Information given:
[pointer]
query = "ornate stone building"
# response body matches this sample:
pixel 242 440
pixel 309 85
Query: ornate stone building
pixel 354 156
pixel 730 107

Problem details: Rewrite all the items above, replacing "stone" with "brick" wherever it occurs and keeping every other part unchanged.

The response:
[pointer]
query = "ornate brick building"
# response body matches this sample:
pixel 242 440
pixel 309 85
Query: ornate brick building
pixel 354 156
pixel 730 107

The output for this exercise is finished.